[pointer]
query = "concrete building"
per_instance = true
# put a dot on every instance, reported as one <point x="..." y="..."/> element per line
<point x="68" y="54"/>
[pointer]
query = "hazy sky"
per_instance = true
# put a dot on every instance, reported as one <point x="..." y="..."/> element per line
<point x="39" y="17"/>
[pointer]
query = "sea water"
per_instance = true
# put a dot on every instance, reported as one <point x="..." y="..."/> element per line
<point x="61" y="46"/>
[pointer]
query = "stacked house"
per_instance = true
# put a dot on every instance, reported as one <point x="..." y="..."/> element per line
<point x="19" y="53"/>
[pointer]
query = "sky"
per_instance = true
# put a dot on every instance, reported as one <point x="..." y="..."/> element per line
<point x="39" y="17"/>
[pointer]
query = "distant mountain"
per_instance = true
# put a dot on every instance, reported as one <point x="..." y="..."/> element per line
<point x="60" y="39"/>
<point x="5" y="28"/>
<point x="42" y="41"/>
=====
**YOUR ASSIGNMENT:** Copy out every line of the listing that includes the string "query".

**FINAL ANSWER:**
query = "concrete building"
query = "hazy sky"
query = "sea water"
query = "stacked house"
query = "sky"
query = "distant mountain"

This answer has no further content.